All of the records should be restated word for word.

+++ Input records +++

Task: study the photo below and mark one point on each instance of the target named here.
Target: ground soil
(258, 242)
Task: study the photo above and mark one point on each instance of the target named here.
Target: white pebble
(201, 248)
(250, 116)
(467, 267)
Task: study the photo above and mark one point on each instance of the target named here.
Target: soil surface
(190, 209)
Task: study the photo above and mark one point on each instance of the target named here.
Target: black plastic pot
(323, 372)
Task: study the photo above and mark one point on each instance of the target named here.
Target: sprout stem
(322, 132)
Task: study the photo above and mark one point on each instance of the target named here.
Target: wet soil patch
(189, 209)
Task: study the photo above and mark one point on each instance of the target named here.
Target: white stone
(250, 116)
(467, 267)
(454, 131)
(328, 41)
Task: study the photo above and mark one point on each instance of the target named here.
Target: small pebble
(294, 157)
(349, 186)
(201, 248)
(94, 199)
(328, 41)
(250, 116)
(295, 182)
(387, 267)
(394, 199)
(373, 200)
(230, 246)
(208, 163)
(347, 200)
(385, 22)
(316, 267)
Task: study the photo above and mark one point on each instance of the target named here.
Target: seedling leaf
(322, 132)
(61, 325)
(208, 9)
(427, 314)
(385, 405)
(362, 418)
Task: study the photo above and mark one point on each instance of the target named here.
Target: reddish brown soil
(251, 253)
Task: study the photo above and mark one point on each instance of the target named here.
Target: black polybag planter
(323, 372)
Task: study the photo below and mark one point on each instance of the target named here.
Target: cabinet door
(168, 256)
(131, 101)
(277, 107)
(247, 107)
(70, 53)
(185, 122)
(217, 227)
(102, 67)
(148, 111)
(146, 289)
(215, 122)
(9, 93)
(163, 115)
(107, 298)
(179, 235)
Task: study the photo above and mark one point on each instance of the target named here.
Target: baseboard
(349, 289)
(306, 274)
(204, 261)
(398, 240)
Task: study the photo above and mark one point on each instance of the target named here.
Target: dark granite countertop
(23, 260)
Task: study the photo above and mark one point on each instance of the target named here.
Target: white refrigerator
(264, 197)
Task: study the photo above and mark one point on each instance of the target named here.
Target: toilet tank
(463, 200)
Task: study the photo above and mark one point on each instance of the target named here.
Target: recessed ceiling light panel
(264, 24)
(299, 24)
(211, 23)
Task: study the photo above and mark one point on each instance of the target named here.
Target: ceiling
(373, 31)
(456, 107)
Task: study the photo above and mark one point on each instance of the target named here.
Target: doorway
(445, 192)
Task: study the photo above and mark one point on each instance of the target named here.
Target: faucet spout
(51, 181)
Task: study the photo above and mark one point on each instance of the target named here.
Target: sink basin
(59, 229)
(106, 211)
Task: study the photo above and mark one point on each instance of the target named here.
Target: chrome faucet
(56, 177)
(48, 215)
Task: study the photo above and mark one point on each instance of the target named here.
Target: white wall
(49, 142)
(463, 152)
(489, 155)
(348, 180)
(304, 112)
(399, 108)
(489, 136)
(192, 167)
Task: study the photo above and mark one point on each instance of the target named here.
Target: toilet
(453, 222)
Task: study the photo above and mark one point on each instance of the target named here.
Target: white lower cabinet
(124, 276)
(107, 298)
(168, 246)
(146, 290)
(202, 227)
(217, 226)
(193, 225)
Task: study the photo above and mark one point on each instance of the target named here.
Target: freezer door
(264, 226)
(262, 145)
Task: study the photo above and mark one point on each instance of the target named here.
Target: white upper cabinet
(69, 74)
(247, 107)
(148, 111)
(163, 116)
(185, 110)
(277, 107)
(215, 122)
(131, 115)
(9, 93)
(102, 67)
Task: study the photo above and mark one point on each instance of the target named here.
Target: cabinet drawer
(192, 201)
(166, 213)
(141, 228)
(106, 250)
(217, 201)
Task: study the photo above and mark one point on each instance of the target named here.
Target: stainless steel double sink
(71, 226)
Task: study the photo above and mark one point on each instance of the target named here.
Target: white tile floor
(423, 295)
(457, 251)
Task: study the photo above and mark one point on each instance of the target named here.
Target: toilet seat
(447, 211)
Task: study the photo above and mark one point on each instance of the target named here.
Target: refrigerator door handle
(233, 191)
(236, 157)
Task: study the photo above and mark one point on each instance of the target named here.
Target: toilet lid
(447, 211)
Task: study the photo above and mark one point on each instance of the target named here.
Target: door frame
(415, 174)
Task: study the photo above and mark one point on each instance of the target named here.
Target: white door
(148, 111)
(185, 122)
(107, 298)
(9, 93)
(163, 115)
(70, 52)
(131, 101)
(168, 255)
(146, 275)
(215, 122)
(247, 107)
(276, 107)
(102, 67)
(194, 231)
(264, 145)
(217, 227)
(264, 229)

+++

*Solution for this task*:
Task: study the photo below and mark one point on each instance of the target named here.
Target: ground soil
(258, 242)
Task: study the photo above and mark one point on each instance of the target named here.
Target: white pebble
(201, 248)
(250, 116)
(467, 267)
Task: study the photo above and mark one point on each instance of the target named here.
Target: soil surface
(190, 209)
Task: study the photo above and mark one point on each instance of the target named here.
Target: black plastic pot
(323, 372)
Task: study the photo above and mark one point on each instance of the target named here.
Target: sprout stem
(322, 132)
Task: study the photo above and mark one point on each instance of the target named here.
Target: wet soil patch
(189, 209)
Task: study the photo above and mark one point on each instance of the target named here.
Target: white stone
(250, 116)
(467, 267)
(454, 131)
(328, 41)
Task: study the photo above and mark one point on each instance of the target named here.
Target: small pebble
(294, 157)
(349, 186)
(201, 248)
(94, 199)
(328, 41)
(250, 116)
(295, 182)
(387, 267)
(394, 199)
(373, 200)
(230, 246)
(208, 163)
(347, 200)
(385, 22)
(316, 267)
Task: study the photo above and mark one point on each instance of the target named here.
Target: seedling leaf
(322, 132)
(61, 325)
(208, 9)
(427, 314)
(385, 405)
(362, 418)
Task: study the photo above and mark one point on each instance of the target named here.
Target: reddish brown soil
(251, 253)
Task: study the photo above and mark one point on each instance of the target named here.
Target: black polybag planter
(323, 372)
Task: study the photo below and mark one point on each instance of the target named here.
Target: cabinet door
(168, 256)
(131, 101)
(277, 107)
(247, 107)
(70, 53)
(185, 122)
(217, 227)
(102, 67)
(148, 111)
(146, 289)
(215, 122)
(9, 93)
(163, 115)
(107, 298)
(179, 235)
Task: study the photo above and mark one point on each instance of the target named here.
Target: baseboard
(349, 289)
(306, 274)
(204, 261)
(398, 240)
Task: study the photo above and mark one point on each instance of the target named here.
Target: dark granite countertop
(23, 260)
Task: study the photo above and mark one point on each instance of the target named here.
Target: white refrigerator
(264, 197)
Task: study the photo above and mark one point on each instance of the target named here.
Target: toilet tank
(463, 200)
Task: study the photo above and mark one point on each instance of the target named here.
Target: recessed ceiling light panel
(264, 24)
(299, 24)
(211, 23)
Task: study the photo above and mark one point on each instance of the target named here.
Target: ceiling
(373, 31)
(456, 107)
Task: study the photo above and mark one point on each instance of the target named here.
Target: doorway
(445, 192)
Task: study the photo above and mark one point on each instance of the target named here.
Target: faucet spout
(51, 181)
Task: study the photo above and mark one point on each instance of the target named here.
Target: sink basin
(59, 229)
(106, 211)
Task: study the photo above and mark one point on each instance of the target named here.
Target: chrome faucet
(56, 177)
(48, 215)
Task: study the photo above and mark one point on each instance of the target named here.
Target: white wall
(49, 142)
(463, 152)
(489, 155)
(348, 180)
(304, 112)
(399, 108)
(489, 136)
(192, 167)
Task: study the photo above and mark one point on each instance of the target named here.
Target: toilet
(453, 222)
Task: study the photo above and mark one point on each instance of the target named here.
Target: white lower cabinet
(124, 276)
(107, 298)
(168, 246)
(146, 290)
(202, 227)
(217, 226)
(193, 225)
Task: study the photo above and mark one point on each instance of the target named here.
Target: freezer door
(264, 226)
(262, 145)
Task: study the photo above and mark one point on each instance of the target named here.
Target: white upper cabinet
(69, 74)
(247, 107)
(148, 111)
(163, 116)
(185, 110)
(277, 107)
(215, 122)
(131, 115)
(9, 93)
(102, 67)
Task: study the photo above and mark one point on each instance of the target named here.
Target: cabinet drawer
(192, 201)
(166, 213)
(141, 228)
(106, 250)
(217, 201)
Task: study the photo above and mark one point on each instance of the target named here.
Target: stainless steel double sink
(71, 226)
Task: study the photo above and mark one point on each instance of the target named here.
Target: white tile floor
(423, 295)
(457, 251)
Task: study the photo above and mark one point on each instance of the target named here.
Target: toilet seat
(447, 211)
Task: study the photo above and mark one point on each instance of the target named here.
Target: refrigerator door handle
(233, 191)
(236, 157)
Task: study the photo above and mark one point on each instance of the target named here.
Target: toilet lid
(447, 211)
Task: study the photo above and mark one point on each instance of the target named here.
Target: door frame
(415, 174)
Task: study the photo above and mark one point on each instance of the target named here.
Target: white door
(148, 111)
(185, 122)
(107, 298)
(9, 93)
(163, 115)
(70, 52)
(131, 101)
(168, 255)
(146, 275)
(215, 122)
(247, 107)
(276, 107)
(102, 67)
(194, 231)
(264, 145)
(217, 227)
(264, 229)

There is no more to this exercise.